Passage provided:

<<<<

IOP and DBT in the Family

My house is really coming together. The restored hardwood looks amazing. It even smells good. He still has to add transitions – built in wood “lips” at the transitions from the hall to the bathroom and the hall to the kitchen. Then I’ll be adding the trim – that I already have because I bought it with the laminate. My coworker is going to install my new ceiling fan light fixture – a Tiffany. Then my room is done.

Next up is restoring my bathroom floor and its grout. Then later this month I get my new window built and new back door. After that I’m going to hire those wood guys again to restore my living room hardwood. It’s beautiful but neglected.

Yesterday I borrowed a trailer and loaded up most of my carport junk. My mother got huffy at one point as my brother and I cleared everything out – old paint cans, impressive stacks of cardboard, old tiles, just general garbage. I attempted to toss an old table piece – doesn’t even have legs. And she freaked out because she’s a hoarder. “Fine, just throw all my shit away!” And walked off. “You said it yourself – it ain’t my shit!” I shot back. The table, as it happens, is not even hers. It’s mine, and I threw it away. Why do hoarders insist on saving garbage? I could see and understand if items in question were of value, of use, but garbage?

I met my brother’s PO after all that. They call themselves CCOs – community corrections officers – and dress up in little cop clown outfits. Bullet proof vests, guns and tasers and handcuffs and everything else a cop gun belt has on it. Then jeans and sneakers. They genuinely looked ridiculous. It’s clearly an intimidation tactic.

George’s “CCO” is comically young. Maybe 25, and that’s being generous. He’s extremely straight and narrow, and dammit, everyone else has to be like him too. A good boy. My brother spent last weekend in jail for something from three months ago, and for the entirety of his probation, has been fully convinced his CCO wants him to fail. So George insisted I meet him, since I was wearing my DEMPS jacket and looked pretty badass. We had to wait almost two hours for a 1pm appoint and at 3pm the boy in the clown suit came out and said didn’t you get my text? It had been sent an hour and 15 minutes after his appointment time. To cancel.

So that’s a little taste of what these people go through, and this is mental health court. I don’t think his CCO is a good fit for mental health court. He is too young and sees things too rigidly. He is also blatantly disrespectful of time.

But these people don’t have jobs. Department of Corrections is their job. George got a night job at a gas station because there’s no time for him to work in the day. He spends every day in IOP like I did, and IOP for substance abuse. He’s enrolled in mental health care, something increasingly difficult to access, and he actually wants to keep seeing his counselor when he’s done with probation because he knows if he loses her, the chances of getting back in are quite low without starting all over – eval, etc. What his CCO doesn’t seem to see is George doesn’t have his old social life of junkies. That was years ago. George works, and lives on his own. He has a really supportive, mostly sober family. His CCO is used to people who come from very broken families, jobless, cracked out, indigent, and many of them incapable of working even if they didn’t have DOC obligations every fucking day. It’s just poor people on parade through the American for-profit penal system. And to be clear, it is a for-profit penal system. There is no justice system.

>>>>

[Dataset records]
<<<<

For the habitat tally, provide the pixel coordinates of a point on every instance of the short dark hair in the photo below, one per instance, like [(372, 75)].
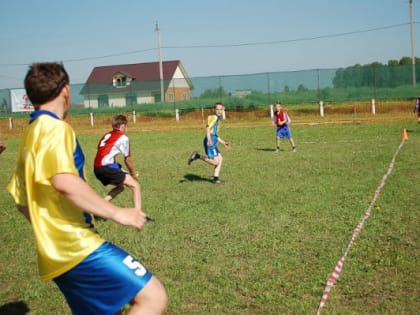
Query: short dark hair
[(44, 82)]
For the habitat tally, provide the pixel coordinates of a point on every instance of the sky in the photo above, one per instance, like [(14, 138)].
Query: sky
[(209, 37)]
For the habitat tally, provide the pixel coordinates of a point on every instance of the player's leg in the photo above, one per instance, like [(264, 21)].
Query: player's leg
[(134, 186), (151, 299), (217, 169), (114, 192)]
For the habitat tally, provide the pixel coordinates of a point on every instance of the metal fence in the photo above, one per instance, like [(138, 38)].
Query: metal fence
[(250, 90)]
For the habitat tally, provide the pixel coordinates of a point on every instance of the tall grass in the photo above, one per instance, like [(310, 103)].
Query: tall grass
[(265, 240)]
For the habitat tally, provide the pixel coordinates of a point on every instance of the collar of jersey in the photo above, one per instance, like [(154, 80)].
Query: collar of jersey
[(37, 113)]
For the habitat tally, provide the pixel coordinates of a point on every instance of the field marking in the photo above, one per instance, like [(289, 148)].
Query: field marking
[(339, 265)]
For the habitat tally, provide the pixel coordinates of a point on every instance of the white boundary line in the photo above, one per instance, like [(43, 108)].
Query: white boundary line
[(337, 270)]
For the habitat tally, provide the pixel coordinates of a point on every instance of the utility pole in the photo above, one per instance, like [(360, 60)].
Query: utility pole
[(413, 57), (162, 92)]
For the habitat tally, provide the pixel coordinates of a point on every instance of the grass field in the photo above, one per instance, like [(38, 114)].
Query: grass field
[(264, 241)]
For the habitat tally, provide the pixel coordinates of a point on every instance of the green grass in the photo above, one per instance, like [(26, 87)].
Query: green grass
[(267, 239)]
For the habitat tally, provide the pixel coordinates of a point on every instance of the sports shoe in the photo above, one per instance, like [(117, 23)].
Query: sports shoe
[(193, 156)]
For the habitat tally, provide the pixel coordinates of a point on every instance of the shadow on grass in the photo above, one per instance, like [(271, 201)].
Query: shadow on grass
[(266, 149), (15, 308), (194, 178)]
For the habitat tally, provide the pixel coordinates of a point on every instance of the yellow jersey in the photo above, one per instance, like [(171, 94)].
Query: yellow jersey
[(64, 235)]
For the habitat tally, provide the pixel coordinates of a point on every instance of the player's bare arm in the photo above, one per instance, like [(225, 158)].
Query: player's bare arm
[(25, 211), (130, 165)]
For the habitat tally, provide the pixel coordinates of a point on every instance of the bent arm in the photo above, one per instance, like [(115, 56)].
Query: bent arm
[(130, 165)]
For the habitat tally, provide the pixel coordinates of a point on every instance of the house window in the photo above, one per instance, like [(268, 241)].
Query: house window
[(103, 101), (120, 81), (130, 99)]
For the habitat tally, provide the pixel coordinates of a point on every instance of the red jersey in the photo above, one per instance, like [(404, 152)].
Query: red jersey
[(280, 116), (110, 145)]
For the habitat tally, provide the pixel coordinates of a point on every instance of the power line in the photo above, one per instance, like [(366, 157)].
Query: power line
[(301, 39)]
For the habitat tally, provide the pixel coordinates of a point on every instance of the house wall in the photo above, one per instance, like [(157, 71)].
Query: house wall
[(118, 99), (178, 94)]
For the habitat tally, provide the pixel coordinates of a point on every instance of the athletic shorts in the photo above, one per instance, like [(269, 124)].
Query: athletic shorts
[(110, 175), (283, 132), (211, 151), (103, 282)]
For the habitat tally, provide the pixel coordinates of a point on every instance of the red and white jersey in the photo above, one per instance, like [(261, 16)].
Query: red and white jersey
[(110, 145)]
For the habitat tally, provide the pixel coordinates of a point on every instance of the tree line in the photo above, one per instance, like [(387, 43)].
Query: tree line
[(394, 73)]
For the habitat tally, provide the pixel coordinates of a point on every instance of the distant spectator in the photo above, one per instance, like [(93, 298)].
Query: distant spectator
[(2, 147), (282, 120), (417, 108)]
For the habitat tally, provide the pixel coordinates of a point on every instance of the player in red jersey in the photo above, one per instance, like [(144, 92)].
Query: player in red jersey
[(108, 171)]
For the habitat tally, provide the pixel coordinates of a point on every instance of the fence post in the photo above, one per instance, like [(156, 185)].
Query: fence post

>>>>

Tasks to perform:
a – From the blog post, reproduce word for word the passage from "I met my brother’s" up to and including "an intimidation tactic.".
b – In the blog post, what job did George take because he has no time to work during the day?

Answers by item:
a –
I met my brother’s PO after all that. They call themselves CCOs – community corrections officers – and dress up in little cop clown outfits. Bullet proof vests, guns and tasers and handcuffs and everything else a cop gun belt has on it. Then jeans and sneakers. They genuinely looked ridiculous. It’s clearly an intimidation tactic.

b – A night job at a gas station.